╭─ Texte affiché

[Procès France Télécom] Jour 38.1 – La défense : dire le droit contre la société ?

13 juillet 2019 | Suicide Au Travail

L’audience du 8 juillet 2019 du procès France Télécom, vue par Nicolas Hatzfeld, historien, enseignant au département d’histoire de l’Université d’Evry Val d’Essonne. Il travaille sur l’histoire du travail, l’histoire industrielle et l’histoire de la santé au travail, parmi ses publications citons Les gens d’usine. Peugeot-Sochaux, 50 ans d’histoire, éditions de L’Atelier, 2002, ou avec  Michel Pigenet et Xavier Vigna  (dir.), Travail, travailleurs et ouvriers d’Europe au XXe siècle, Editions universitaires de Dijon, 2016, bibliographie.

Dehors, l’été s’adoucit, la température redescend. La journée s’annonçait moins chaude que celles de la semaine dernière, elle l’est. À l’intérieur du tribunal, c’est un peu la même chose. Les interventions résonnent des débats des jours précédents, des interventions des parties civiles et, surtout, des réquisitions des procureures qui ont marqué les esprits. Est-ce que l’essentiel est dit ? En tout cas, après ces moments forts, et avant la défense des principaux dirigeants, l’audience d’aujourd’hui se fait mezzo voce. Dans les apartés, des conversations entre habitués évoquent la prochaine fin du procès et les projets pour après. À la reprise de ce lundi matin, l’assistance est modeste ; elle s’étoffe au fil de la journée, sans toutefois remplir la salle.

╰─

* **Consigne 1**
Dupliquez les lignes des enregistrements, depuis leur début jusqu'à la ligne qui contient « box: [641, 634, 2307, 1546] », celle-ci comprise, sans reprendre les images.
Le texte ci-dessus n'a aucun lien avec les enregistrements.

╭─ Données affichées

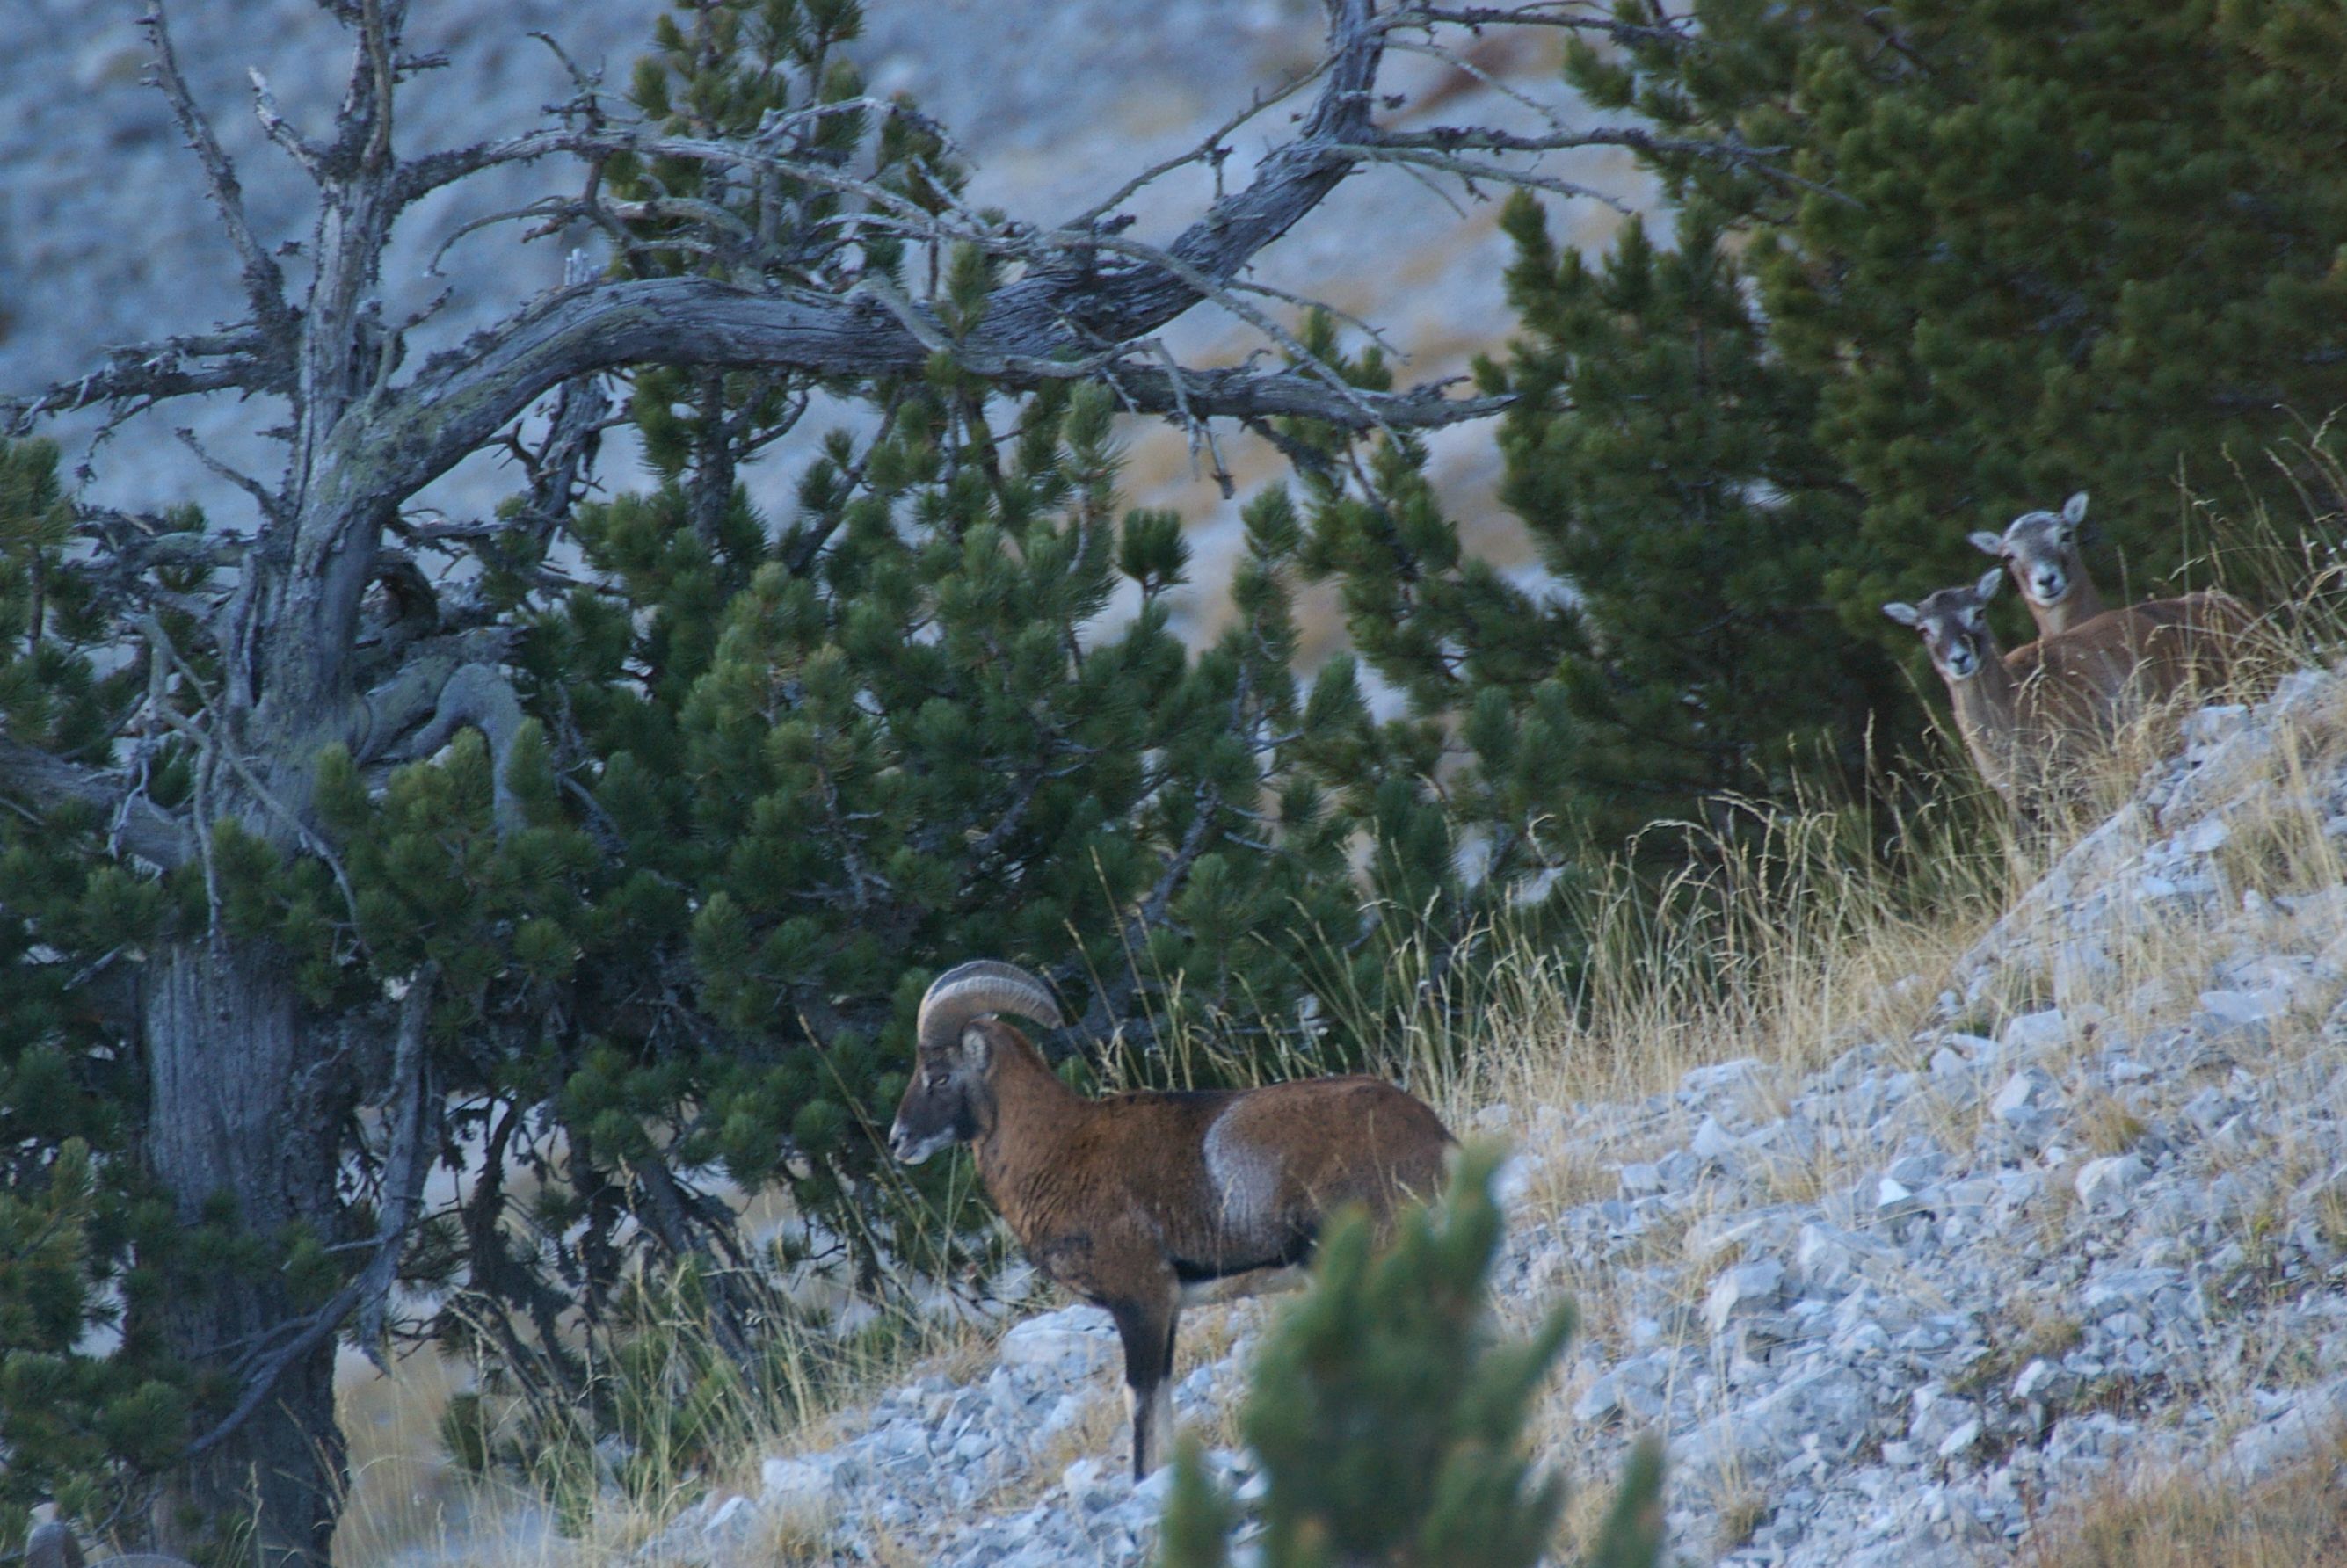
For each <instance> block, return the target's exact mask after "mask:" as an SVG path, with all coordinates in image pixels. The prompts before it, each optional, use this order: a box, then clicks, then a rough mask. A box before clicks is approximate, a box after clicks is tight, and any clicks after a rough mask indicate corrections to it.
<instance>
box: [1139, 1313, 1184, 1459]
mask: <svg viewBox="0 0 2347 1568" xmlns="http://www.w3.org/2000/svg"><path fill="white" fill-rule="evenodd" d="M1178 1331H1181V1291H1176V1293H1174V1305H1171V1307H1166V1352H1164V1359H1162V1361H1159V1366H1157V1390H1155V1394H1152V1397H1150V1408H1148V1411H1145V1418H1148V1425H1150V1469H1155V1467H1157V1465H1171V1462H1174V1336H1176V1333H1178ZM1141 1474H1143V1476H1145V1474H1148V1469H1143V1472H1141Z"/></svg>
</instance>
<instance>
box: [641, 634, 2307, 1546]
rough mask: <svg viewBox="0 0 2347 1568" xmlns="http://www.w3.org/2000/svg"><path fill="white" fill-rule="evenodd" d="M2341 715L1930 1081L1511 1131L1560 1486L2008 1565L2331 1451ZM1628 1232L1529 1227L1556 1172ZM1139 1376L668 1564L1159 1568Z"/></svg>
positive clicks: (2287, 680) (923, 1445) (957, 1383)
mask: <svg viewBox="0 0 2347 1568" xmlns="http://www.w3.org/2000/svg"><path fill="white" fill-rule="evenodd" d="M2342 838H2347V678H2342V676H2333V674H2314V671H2302V674H2295V676H2291V678H2286V681H2284V683H2281V688H2279V690H2277V695H2274V697H2272V699H2270V702H2265V704H2260V707H2255V709H2241V707H2227V709H2206V711H2201V714H2197V716H2192V718H2190V721H2187V744H2185V749H2183V751H2178V753H2176V756H2173V758H2171V761H2166V763H2164V765H2159V768H2155V770H2152V772H2150V775H2148V777H2145V782H2143V789H2140V791H2138V796H2136V798H2133V800H2131V803H2129V805H2126V807H2124V810H2122V812H2119V815H2117V817H2112V819H2110V822H2108V824H2105V826H2103V829H2101V831H2096V833H2091V836H2089V838H2084V840H2082V843H2079V845H2077V847H2075V850H2072V852H2070V854H2068V857H2065V859H2061V861H2058V864H2056V866H2054V871H2051V873H2049V876H2047V878H2044V880H2042V883H2040V885H2037V887H2033V890H2030V892H2028V894H2023V897H2021V899H2018V901H2016V904H2014V911H2011V913H2009V915H2007V918H2004V920H2002V922H2000V925H1997V927H1995V930H1993V932H1990V934H1988V939H1986V941H1981V944H1979V946H1976V948H1974V951H1971V953H1969V955H1967V958H1964V962H1962V965H1957V969H1955V974H1953V976H1950V984H1948V988H1946V991H1943V993H1941V995H1939V1005H1936V1016H1934V1021H1932V1023H1927V1026H1925V1028H1922V1030H1917V1033H1915V1035H1913V1038H1906V1040H1871V1042H1861V1045H1856V1047H1852V1049H1847V1052H1842V1054H1840V1056H1838V1059H1833V1061H1831V1063H1828V1066H1826V1068H1821V1070H1817V1073H1807V1075H1786V1073H1779V1070H1772V1068H1770V1066H1767V1063H1760V1061H1723V1063H1716V1066H1706V1068H1699V1070H1695V1073H1687V1077H1685V1080H1683V1082H1680V1087H1678V1089H1676V1091H1673V1094H1657V1096H1652V1099H1645V1101H1643V1103H1605V1106H1516V1108H1509V1106H1493V1108H1488V1110H1486V1113H1483V1115H1481V1117H1479V1122H1481V1124H1483V1129H1497V1131H1507V1134H1511V1136H1514V1138H1516V1141H1519V1145H1521V1148H1523V1155H1521V1160H1519V1167H1516V1171H1514V1188H1516V1192H1514V1197H1511V1216H1514V1232H1511V1237H1509V1246H1507V1258H1504V1279H1502V1298H1504V1300H1511V1303H1526V1310H1535V1307H1537V1305H1542V1303H1544V1300H1549V1298H1554V1296H1556V1293H1558V1291H1572V1293H1575V1296H1577V1298H1580V1305H1582V1312H1584V1322H1587V1324H1589V1331H1587V1336H1584V1340H1580V1345H1577V1357H1580V1359H1577V1361H1575V1364H1572V1366H1570V1371H1568V1376H1565V1383H1563V1387H1561V1390H1558V1394H1556V1401H1554V1422H1551V1427H1549V1430H1547V1434H1544V1446H1547V1448H1549V1451H1551V1453H1554V1455H1556V1458H1558V1462H1565V1465H1568V1467H1570V1469H1575V1472H1577V1474H1584V1476H1589V1479H1591V1483H1603V1479H1605V1476H1610V1474H1612V1472H1615V1469H1617V1465H1619V1458H1622V1451H1624V1448H1626V1441H1629V1437H1631V1432H1636V1430H1645V1427H1662V1430H1664V1432H1666V1434H1669V1441H1671V1481H1669V1486H1671V1554H1673V1561H1680V1563H1737V1566H1746V1563H1749V1566H1760V1563H1784V1566H1814V1568H1826V1566H1835V1568H1838V1566H1852V1568H1868V1566H1880V1568H1889V1566H1894V1563H1896V1566H1903V1568H1913V1566H1934V1563H1948V1566H1953V1563H1971V1561H2000V1559H2004V1556H2009V1554H2011V1549H2014V1547H2016V1545H2018V1542H2023V1537H2025V1535H2028V1530H2030V1528H2033V1521H2035V1519H2042V1516H2047V1514H2049V1512H2054V1509H2058V1507H2061V1505H2063V1502H2065V1500H2072V1498H2077V1495H2079V1493H2082V1488H2086V1486H2091V1483H2094V1481H2098V1479H2101V1476H2108V1474H2112V1472H2115V1467H2119V1472H2143V1474H2157V1469H2159V1467H2164V1465H2169V1467H2173V1465H2192V1467H2201V1469H2209V1467H2230V1472H2232V1474H2237V1476H2241V1481H2248V1479H2253V1476H2260V1474H2265V1472H2270V1469H2272V1467H2274V1465H2281V1462H2288V1460H2291V1458H2298V1455H2302V1453H2307V1451H2309V1446H2312V1444H2316V1441H2321V1439H2324V1437H2326V1434H2331V1432H2338V1430H2340V1425H2342V1422H2347V1000H2342V995H2347V887H2342V885H2340V878H2338V869H2340V864H2342V861H2340V850H2338V840H2342ZM1561 1162H1575V1164H1582V1167H1589V1164H1598V1167H1605V1169H1608V1176H1610V1185H1612V1188H1615V1190H1612V1192H1610V1195H1603V1197H1594V1199H1591V1202H1575V1204H1570V1207H1554V1204H1544V1202H1542V1199H1540V1197H1537V1192H1544V1190H1558V1185H1556V1183H1547V1181H1540V1176H1542V1167H1547V1164H1561ZM1274 1310H1277V1303H1246V1305H1242V1307H1235V1310H1230V1314H1225V1317H1220V1319H1213V1317H1211V1314H1209V1317H1204V1322H1202V1326H1192V1329H1190V1338H1192V1340H1199V1343H1204V1345H1206V1354H1204V1359H1199V1361H1197V1364H1195V1366H1190V1371H1188V1373H1185V1376H1183V1378H1181V1387H1178V1394H1176V1408H1178V1415H1181V1420H1183V1422H1185V1425H1195V1427H1202V1430H1204V1432H1206V1434H1209V1439H1216V1441H1220V1444H1225V1446H1220V1448H1216V1462H1218V1465H1220V1469H1223V1472H1225V1474H1227V1476H1232V1479H1237V1481H1239V1488H1242V1495H1249V1493H1251V1491H1256V1488H1258V1486H1260V1483H1258V1481H1256V1479H1253V1476H1251V1472H1249V1462H1246V1458H1244V1453H1235V1451H1232V1448H1230V1446H1227V1444H1230V1441H1232V1439H1230V1430H1232V1427H1230V1413H1232V1401H1235V1399H1237V1397H1239V1394H1242V1390H1244V1368H1246V1361H1249V1352H1251V1350H1253V1345H1256V1340H1258V1336H1260V1331H1263V1324H1265V1322H1267V1314H1270V1312H1274ZM1115 1383H1117V1352H1115V1336H1112V1333H1110V1326H1108V1319H1105V1314H1101V1312H1091V1310H1087V1307H1070V1310H1063V1312H1051V1314H1047V1317H1035V1319H1028V1322H1023V1324H1019V1326H1014V1329H1012V1331H1009V1333H1007V1336H1005V1338H1002V1343H1000V1354H997V1359H995V1364H993V1366H988V1368H983V1371H979V1373H976V1376H972V1378H965V1380H955V1378H951V1376H946V1373H932V1376H925V1378H918V1380H915V1383H908V1385H904V1387H899V1390H894V1392H890V1394H887V1397H885V1399H880V1401H875V1404H871V1406H868V1408H859V1411H850V1413H847V1415H845V1418H840V1420H838V1422H836V1425H833V1427H831V1432H828V1439H826V1444H828V1446H824V1448H819V1451H812V1453H800V1455H775V1458H770V1460H767V1462H765V1469H763V1476H760V1488H758V1491H756V1493H751V1495H713V1498H709V1500H704V1502H699V1505H695V1507H692V1509H690V1512H688V1514H683V1516H681V1519H676V1521H674V1523H671V1526H669V1530H667V1533H664V1535H660V1537H657V1540H655V1542H652V1545H650V1547H645V1549H643V1554H641V1559H643V1561H660V1563H713V1566H716V1563H751V1561H775V1554H777V1552H796V1554H800V1556H796V1559H793V1556H786V1559H784V1561H843V1563H845V1561H885V1563H887V1561H920V1563H953V1566H967V1568H983V1566H1005V1568H1009V1566H1021V1568H1042V1566H1044V1563H1136V1561H1143V1559H1145V1554H1148V1542H1150V1537H1152V1521H1155V1519H1157V1512H1159V1507H1162V1493H1164V1481H1166V1476H1164V1474H1159V1476H1157V1479H1152V1481H1150V1483H1148V1486H1141V1488H1134V1486H1131V1483H1129V1481H1127V1479H1124V1474H1122V1467H1124V1434H1122V1425H1120V1420H1117V1415H1122V1408H1120V1404H1117V1397H1115Z"/></svg>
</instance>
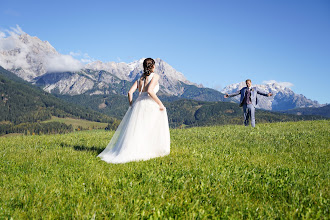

╰─

* **Consigne 2**
Recopiez à l'identique le passage du texte sur le procès France Télécom, de « [Procès France Télécom] » à « Dijon, 2016, bibliographie. ».

* **Réponse attendue 1**
For each <instance> block, return the target's exact mask after "mask:" as an SVG path, with all coordinates in image pixels. The prompts before it, each optional, use this order: a box, then clicks, then a rough mask. A box before clicks is approximate, a box after clicks is tight, and any clicks after a rough mask indicate corrections to it.
<instance>
box: [1139, 1313, 1184, 1459]
mask: <svg viewBox="0 0 2347 1568" xmlns="http://www.w3.org/2000/svg"><path fill="white" fill-rule="evenodd" d="M1178 1331H1181V1291H1176V1293H1174V1305H1171V1307H1166V1352H1164V1359H1162V1361H1159V1366H1157V1390H1155V1394H1152V1397H1150V1408H1148V1411H1145V1418H1148V1425H1150V1469H1155V1467H1157V1465H1171V1462H1174V1336H1176V1333H1178ZM1141 1474H1143V1476H1145V1474H1148V1469H1143V1472H1141Z"/></svg>
</instance>
<instance>
box: [641, 634, 2307, 1546]

* **Réponse attendue 2**
[Procès France Télécom] Jour 38.1 – La défense : dire le droit contre la société ?

13 juillet 2019 | Suicide Au Travail

L’audience du 8 juillet 2019 du procès France Télécom, vue par Nicolas Hatzfeld, historien, enseignant au département d’histoire de l’Université d’Evry Val d’Essonne. Il travaille sur l’histoire du travail, l’histoire industrielle et l’histoire de la santé au travail, parmi ses publications citons Les gens d’usine. Peugeot-Sochaux, 50 ans d’histoire, éditions de L’Atelier, 2002, ou avec  Michel Pigenet et Xavier Vigna  (dir.), Travail, travailleurs et ouvriers d’Europe au XXe siècle, Editions universitaires de Dijon, 2016, bibliographie.